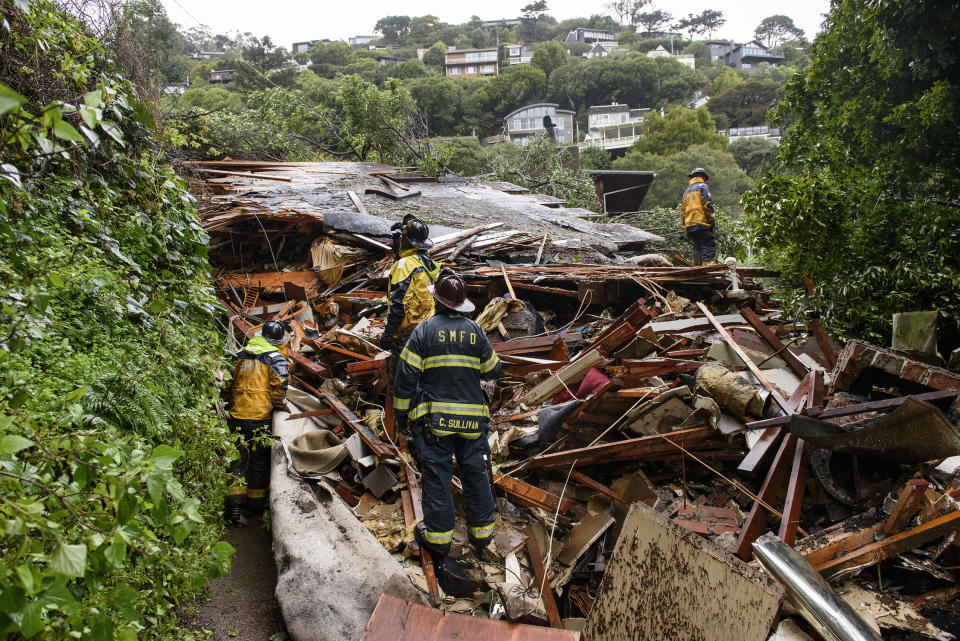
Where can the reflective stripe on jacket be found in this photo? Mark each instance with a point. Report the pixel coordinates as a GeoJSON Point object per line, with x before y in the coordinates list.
{"type": "Point", "coordinates": [439, 374]}
{"type": "Point", "coordinates": [259, 382]}
{"type": "Point", "coordinates": [408, 301]}
{"type": "Point", "coordinates": [696, 208]}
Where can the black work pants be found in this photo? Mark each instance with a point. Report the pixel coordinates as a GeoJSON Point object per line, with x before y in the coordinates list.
{"type": "Point", "coordinates": [703, 243]}
{"type": "Point", "coordinates": [436, 455]}
{"type": "Point", "coordinates": [250, 473]}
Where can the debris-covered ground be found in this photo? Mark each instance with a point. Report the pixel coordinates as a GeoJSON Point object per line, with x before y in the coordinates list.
{"type": "Point", "coordinates": [651, 423]}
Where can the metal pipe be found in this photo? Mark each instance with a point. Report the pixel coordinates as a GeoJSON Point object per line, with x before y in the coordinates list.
{"type": "Point", "coordinates": [820, 605]}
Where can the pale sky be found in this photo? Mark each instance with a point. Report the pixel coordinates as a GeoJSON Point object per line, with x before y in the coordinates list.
{"type": "Point", "coordinates": [289, 21]}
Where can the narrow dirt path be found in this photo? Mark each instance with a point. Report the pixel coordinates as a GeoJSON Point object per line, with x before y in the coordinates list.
{"type": "Point", "coordinates": [243, 605]}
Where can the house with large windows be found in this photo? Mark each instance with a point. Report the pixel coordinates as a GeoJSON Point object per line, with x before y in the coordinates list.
{"type": "Point", "coordinates": [613, 126]}
{"type": "Point", "coordinates": [470, 63]}
{"type": "Point", "coordinates": [526, 122]}
{"type": "Point", "coordinates": [742, 56]}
* * *
Write out again, exactly, the line containing "Where can the narrow" and every later line of the records. Omit the rest.

= Result for this task =
Where can the narrow dirt path be found in this photo? Mark each instance with a point. Report the pixel coordinates as a GeoJSON Point object per line, with x before y in the coordinates list.
{"type": "Point", "coordinates": [243, 605]}
Where can the house with large windows be found in this photo? Mark each instance with a point. Report the pixel coordinates as a GeoJSON Point object per line, with x before y in the coordinates list.
{"type": "Point", "coordinates": [613, 126]}
{"type": "Point", "coordinates": [470, 63]}
{"type": "Point", "coordinates": [526, 122]}
{"type": "Point", "coordinates": [742, 56]}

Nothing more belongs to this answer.